STATED TASK 1:
Retype the part of the message header starting at "Received: from list" and ending at "esmtp (Gmexim 0.1 (Debian))".
STATED TASK 2:
Which identifiers follow the word "id" in the Received lines of the message header? List all of them.

READING PASSAGE:
From owner-freebsd-net@FreeBSD.ORG  Sat Oct  4 01:58:05 2008
Return-Path: <owner-freebsd-net@FreeBSD.ORG>
Delivered-To: freebsd-net@freebsd.org
Received: from mx1.freebsd.org (mx1.freebsd.org [IPv6:2001:4f8:fff6::34])
	by hub.freebsd.org (Postfix) with ESMTP id 564F21065687
	for <freebsd-net@freebsd.org>; Sat,  4 Oct 2008 01:58:05 +0000 (UTC)
	(envelope-from freebsd-net@m.gmane.org)
Received: from ciao.gmane.org (main.gmane.org [80.91.229.2])
	by mx1.freebsd.org (Postfix) with ESMTP id D04038FC17
	for <freebsd-net@freebsd.org>; Sat,  4 Oct 2008 01:58:04 +0000 (UTC)
	(envelope-from freebsd-net@m.gmane.org)
Received: from list by ciao.gmane.org with local (Exim 4.43)
	id 1KlwP8-00014V-KM
	for freebsd-net@freebsd.org; Sat, 04 Oct 2008 01:57:58 +0000
Received: from 77.237.105.56 ([77.237.105.56])
	by main.gmane.org with esmtp (Gmexim 0.1 (Debian))
	id 1AlnuQ-0007hv-00
	for <freebsd-net@freebsd.org>; Sat, 04 Oct 2008 01:57:58 +0000
Received: from ivoras by 77.237.105.56 with local (Gmexim 0.1 (Debian))

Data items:

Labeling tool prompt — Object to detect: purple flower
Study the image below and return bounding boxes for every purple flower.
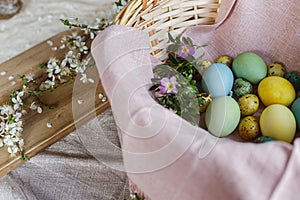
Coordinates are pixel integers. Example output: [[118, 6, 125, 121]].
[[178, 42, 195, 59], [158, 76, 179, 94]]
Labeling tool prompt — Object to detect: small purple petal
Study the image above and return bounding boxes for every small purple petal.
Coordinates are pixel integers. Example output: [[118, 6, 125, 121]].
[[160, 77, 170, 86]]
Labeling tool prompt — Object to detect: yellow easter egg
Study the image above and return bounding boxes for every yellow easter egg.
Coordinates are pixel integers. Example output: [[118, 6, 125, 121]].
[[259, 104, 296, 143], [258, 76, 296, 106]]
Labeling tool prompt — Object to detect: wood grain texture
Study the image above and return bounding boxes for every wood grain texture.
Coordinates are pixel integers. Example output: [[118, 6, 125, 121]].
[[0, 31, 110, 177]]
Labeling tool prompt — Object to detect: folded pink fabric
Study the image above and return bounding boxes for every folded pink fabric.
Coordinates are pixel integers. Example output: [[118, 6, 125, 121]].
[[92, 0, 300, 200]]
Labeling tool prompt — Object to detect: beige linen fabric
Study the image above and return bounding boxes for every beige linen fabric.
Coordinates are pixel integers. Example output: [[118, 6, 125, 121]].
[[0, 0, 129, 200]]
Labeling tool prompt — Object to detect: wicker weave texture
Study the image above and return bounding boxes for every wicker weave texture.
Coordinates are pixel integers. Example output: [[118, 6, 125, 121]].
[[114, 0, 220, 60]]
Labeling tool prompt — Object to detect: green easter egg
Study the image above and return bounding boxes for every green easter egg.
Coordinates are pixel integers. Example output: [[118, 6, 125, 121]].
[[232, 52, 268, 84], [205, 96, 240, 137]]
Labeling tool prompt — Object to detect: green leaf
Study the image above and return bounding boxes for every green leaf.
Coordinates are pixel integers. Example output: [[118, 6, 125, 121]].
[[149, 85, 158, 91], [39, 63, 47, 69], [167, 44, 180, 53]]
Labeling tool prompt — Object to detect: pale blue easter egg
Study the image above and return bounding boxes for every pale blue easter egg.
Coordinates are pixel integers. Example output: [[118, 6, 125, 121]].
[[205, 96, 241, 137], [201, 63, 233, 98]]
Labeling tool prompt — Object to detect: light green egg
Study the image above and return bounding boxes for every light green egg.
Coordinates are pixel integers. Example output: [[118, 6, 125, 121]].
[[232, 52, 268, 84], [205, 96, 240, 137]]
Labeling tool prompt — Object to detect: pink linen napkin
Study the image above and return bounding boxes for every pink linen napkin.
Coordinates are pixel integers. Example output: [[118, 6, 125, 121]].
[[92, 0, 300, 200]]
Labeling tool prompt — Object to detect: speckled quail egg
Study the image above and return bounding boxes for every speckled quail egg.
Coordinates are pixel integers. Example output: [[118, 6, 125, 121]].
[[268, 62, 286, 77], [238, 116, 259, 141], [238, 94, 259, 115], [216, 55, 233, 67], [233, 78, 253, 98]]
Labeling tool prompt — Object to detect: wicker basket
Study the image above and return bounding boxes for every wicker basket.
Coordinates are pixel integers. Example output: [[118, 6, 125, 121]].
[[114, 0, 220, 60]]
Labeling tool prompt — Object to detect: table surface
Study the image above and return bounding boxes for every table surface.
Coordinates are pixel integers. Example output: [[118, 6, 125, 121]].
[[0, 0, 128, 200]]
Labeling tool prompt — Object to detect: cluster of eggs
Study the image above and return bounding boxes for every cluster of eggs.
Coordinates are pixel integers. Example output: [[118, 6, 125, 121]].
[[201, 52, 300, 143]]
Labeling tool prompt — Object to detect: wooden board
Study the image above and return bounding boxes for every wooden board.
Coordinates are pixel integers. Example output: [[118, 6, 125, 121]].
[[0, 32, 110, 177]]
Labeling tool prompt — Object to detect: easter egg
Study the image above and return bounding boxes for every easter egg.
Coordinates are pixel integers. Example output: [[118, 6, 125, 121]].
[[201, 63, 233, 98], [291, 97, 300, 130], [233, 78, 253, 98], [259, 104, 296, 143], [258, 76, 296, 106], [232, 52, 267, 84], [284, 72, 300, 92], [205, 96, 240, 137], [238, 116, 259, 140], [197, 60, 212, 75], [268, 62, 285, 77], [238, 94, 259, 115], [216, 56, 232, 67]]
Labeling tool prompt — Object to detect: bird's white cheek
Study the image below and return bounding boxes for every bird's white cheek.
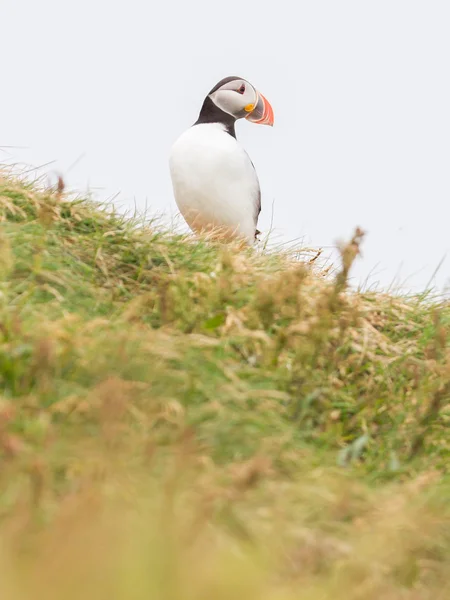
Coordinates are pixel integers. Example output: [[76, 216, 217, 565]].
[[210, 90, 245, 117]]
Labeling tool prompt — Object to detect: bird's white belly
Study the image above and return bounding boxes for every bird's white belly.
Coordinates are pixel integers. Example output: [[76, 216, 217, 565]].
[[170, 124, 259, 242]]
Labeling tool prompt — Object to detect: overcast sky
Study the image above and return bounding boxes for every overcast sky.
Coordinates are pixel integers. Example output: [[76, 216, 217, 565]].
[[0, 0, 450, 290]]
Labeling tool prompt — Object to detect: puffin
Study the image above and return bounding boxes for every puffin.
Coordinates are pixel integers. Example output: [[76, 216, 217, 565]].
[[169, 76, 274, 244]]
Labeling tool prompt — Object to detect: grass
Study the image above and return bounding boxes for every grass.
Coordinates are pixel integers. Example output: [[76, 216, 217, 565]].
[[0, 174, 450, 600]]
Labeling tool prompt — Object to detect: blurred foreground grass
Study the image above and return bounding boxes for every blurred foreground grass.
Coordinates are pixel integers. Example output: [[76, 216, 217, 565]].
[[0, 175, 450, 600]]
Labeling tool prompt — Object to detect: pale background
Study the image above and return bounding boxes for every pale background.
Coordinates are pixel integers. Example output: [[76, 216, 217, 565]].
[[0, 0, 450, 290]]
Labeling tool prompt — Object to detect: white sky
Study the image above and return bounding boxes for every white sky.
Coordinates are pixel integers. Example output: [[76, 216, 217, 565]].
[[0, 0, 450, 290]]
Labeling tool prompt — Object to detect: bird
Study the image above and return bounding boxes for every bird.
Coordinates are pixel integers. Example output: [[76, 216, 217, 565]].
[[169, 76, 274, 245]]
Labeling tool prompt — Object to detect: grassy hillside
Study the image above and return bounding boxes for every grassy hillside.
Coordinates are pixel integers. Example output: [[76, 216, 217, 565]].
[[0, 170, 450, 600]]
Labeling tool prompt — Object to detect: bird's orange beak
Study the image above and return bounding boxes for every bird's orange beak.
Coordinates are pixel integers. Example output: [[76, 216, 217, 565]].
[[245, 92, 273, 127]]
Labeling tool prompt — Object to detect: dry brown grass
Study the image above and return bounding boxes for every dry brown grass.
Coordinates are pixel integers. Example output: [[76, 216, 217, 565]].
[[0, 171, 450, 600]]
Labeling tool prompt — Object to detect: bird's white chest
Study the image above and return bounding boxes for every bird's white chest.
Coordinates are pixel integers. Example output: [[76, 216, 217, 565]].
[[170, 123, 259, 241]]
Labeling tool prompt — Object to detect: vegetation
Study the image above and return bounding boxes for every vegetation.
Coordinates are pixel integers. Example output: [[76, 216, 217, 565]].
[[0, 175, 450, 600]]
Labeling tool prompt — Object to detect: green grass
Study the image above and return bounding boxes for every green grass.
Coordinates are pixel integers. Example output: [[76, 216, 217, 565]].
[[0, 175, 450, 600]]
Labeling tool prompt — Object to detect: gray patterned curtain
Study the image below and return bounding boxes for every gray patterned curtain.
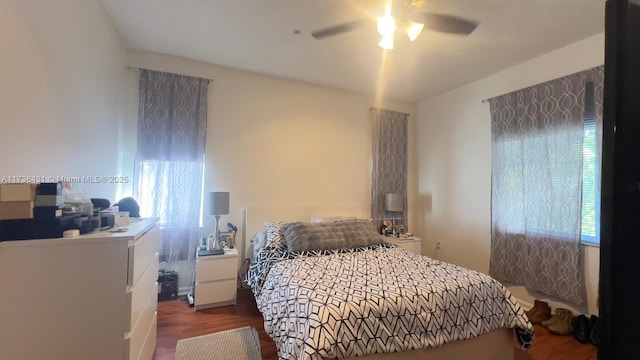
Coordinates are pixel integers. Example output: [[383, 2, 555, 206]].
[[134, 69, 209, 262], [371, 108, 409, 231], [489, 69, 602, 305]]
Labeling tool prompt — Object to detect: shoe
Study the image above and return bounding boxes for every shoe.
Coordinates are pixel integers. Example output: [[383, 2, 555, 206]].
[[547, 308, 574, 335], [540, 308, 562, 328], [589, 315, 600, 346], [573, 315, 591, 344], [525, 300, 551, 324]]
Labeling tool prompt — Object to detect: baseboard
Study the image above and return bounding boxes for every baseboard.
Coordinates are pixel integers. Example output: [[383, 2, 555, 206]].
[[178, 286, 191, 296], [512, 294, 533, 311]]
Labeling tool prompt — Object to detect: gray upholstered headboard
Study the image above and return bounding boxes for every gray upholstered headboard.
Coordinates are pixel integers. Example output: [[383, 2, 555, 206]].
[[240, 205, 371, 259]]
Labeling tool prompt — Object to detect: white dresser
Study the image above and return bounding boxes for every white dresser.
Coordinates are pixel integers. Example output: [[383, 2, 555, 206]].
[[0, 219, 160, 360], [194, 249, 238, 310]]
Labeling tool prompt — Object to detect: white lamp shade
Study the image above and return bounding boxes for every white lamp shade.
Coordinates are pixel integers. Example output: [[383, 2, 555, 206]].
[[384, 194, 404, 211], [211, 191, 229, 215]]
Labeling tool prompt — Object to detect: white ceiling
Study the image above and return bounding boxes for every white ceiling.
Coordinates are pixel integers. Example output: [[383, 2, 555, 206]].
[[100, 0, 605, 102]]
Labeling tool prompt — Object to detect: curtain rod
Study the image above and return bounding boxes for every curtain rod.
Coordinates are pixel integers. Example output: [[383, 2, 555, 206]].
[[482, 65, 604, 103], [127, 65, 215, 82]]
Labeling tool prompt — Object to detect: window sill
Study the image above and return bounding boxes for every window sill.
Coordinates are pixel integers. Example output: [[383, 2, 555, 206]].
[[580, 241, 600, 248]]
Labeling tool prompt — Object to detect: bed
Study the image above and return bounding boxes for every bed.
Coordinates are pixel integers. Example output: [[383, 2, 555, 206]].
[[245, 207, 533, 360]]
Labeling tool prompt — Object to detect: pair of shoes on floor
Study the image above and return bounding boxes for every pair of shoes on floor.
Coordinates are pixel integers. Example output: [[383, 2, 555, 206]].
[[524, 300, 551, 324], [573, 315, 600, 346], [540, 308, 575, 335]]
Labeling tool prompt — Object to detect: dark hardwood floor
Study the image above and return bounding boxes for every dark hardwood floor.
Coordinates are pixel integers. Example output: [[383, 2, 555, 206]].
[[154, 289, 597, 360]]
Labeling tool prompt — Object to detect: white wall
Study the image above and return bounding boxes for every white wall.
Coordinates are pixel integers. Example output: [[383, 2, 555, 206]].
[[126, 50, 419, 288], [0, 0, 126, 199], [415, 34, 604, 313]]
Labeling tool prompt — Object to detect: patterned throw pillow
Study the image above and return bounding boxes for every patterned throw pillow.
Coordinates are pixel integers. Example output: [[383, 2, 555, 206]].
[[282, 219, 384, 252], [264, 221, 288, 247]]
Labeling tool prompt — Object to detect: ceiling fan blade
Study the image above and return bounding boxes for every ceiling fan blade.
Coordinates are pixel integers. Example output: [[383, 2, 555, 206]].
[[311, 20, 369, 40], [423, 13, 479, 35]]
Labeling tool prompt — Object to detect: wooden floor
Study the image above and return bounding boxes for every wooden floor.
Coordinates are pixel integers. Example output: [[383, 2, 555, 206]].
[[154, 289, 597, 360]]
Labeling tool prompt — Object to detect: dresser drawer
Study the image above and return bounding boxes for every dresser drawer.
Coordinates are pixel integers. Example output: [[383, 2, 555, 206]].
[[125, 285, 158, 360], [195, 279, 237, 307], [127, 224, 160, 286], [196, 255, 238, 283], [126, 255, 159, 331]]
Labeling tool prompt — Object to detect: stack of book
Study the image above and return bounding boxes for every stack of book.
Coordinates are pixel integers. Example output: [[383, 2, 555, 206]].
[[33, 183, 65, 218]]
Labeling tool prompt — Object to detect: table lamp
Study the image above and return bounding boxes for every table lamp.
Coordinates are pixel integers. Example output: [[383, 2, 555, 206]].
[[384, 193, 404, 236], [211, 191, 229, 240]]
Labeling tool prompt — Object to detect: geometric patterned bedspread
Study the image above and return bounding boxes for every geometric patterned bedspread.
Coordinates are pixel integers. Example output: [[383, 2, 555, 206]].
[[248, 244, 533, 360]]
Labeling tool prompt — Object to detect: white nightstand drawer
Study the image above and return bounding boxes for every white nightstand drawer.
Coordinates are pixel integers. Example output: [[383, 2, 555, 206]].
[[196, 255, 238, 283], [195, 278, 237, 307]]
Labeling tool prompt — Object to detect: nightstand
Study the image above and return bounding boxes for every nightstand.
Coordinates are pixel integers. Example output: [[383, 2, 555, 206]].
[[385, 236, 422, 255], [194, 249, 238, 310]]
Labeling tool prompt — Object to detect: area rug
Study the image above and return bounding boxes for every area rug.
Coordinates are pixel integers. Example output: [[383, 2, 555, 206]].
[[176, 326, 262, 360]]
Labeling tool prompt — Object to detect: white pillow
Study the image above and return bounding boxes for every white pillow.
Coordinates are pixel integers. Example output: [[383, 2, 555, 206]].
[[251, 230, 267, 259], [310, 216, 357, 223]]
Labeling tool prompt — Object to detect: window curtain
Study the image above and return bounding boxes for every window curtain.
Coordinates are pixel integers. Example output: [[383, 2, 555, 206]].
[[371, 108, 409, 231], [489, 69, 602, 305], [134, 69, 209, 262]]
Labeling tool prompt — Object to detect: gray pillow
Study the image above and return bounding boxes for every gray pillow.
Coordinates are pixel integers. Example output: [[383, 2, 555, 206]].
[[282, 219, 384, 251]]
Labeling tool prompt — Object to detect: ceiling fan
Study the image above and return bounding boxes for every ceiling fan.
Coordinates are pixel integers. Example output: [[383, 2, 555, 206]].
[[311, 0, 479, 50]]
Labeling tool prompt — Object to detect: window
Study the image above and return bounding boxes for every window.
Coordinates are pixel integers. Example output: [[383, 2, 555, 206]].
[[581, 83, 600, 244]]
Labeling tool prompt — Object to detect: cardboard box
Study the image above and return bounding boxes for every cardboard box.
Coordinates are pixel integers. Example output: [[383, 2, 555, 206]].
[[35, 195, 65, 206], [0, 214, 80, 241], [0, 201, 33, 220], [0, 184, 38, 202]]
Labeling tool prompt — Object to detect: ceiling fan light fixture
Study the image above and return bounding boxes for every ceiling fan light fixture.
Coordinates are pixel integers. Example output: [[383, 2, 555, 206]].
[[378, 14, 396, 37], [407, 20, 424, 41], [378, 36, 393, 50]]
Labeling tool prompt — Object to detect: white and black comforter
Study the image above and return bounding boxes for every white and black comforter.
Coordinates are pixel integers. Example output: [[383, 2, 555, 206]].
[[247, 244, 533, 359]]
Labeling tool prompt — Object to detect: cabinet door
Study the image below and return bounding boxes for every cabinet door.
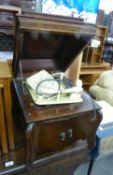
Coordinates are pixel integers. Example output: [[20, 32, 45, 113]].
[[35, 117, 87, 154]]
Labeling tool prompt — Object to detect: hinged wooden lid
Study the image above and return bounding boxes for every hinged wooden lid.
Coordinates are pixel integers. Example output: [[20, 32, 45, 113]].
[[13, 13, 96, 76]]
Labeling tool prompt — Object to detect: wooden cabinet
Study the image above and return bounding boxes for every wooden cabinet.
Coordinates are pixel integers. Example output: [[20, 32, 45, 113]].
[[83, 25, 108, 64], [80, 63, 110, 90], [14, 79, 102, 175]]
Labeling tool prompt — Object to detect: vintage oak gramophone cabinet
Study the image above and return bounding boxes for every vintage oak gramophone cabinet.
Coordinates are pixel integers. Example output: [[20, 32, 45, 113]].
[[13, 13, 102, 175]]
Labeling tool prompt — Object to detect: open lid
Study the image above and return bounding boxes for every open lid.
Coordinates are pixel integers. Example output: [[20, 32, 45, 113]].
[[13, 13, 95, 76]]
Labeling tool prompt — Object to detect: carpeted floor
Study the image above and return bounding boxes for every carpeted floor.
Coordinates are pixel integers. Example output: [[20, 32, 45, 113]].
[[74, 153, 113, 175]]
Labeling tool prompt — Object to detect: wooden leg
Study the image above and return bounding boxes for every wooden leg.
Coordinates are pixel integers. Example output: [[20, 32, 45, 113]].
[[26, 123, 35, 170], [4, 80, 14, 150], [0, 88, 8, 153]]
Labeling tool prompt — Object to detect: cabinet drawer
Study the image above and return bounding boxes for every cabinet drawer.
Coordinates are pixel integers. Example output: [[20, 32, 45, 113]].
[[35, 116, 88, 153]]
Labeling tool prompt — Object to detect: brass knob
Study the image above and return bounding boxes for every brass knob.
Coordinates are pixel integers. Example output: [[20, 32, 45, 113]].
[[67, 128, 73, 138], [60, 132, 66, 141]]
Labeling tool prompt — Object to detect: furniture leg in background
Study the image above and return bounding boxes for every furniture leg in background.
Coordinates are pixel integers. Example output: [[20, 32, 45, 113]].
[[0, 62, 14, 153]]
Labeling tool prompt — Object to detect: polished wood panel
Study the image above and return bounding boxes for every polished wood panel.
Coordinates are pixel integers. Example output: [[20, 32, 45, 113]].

FULL SOLUTION 1:
Received: from list by ciao.gmane.org with local (Exim 4.43)
	id 1KlwP8-00014V-KM
	for freebsd-net@freebsd.org; Sat, 04 Oct 2008 01:57:58 +0000
Received: from 77.237.105.56 ([77.237.105.56])
	by main.gmane.org with esmtp (Gmexim 0.1 (Debian))

FULL SOLUTION 2:
564F21065687
D04038FC17
1KlwP8-00014V-KM
1AlnuQ-0007hv-00